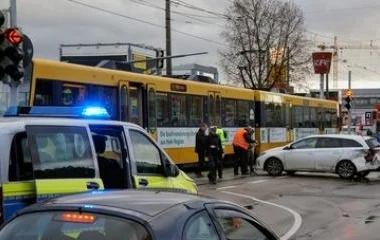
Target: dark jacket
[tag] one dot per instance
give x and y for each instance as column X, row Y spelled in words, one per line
column 200, row 142
column 248, row 138
column 214, row 145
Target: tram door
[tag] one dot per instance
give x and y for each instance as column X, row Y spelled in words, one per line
column 132, row 100
column 214, row 108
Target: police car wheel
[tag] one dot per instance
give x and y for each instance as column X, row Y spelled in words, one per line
column 346, row 169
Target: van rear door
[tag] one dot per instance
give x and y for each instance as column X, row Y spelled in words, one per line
column 63, row 160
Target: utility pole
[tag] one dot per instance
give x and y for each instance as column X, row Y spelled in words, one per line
column 349, row 110
column 168, row 38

________________________

▶ DIE AUFGABE: Schreib die Daten oben als CSV mit den zwei Spalten eingabe und ausgabe um. Für jeden „Target“-Abschnitt kommt eine Zeile: In eingabe steht dessen Text, in ausgabe stehen die zugehörigen Koordinaten, jedes Feld in Anführungszeichen und mit Leerzeichen statt Zeilenumbrüchen. Lass das Bild dabei weg.

▶ DIE ANTWORT:
eingabe,ausgabe
"Target: dark jacket [tag] one dot per instance give x and y for each instance as column X, row Y spelled in words, one per line","column 200, row 142 column 248, row 138 column 214, row 145"
"Target: tram door [tag] one dot per instance give x and y for each instance as column X, row Y spelled in words, one per line","column 132, row 100 column 214, row 108"
"Target: police car wheel [tag] one dot per instance give x and y for each instance as column X, row Y spelled in words, one per line","column 346, row 169"
"Target: van rear door [tag] one dot per instance give x and y for each instance as column X, row Y spelled in words, one per line","column 63, row 160"
"Target: utility pole [tag] one dot per instance give x and y for each instance as column X, row Y spelled in words, one per line","column 349, row 110 column 168, row 38"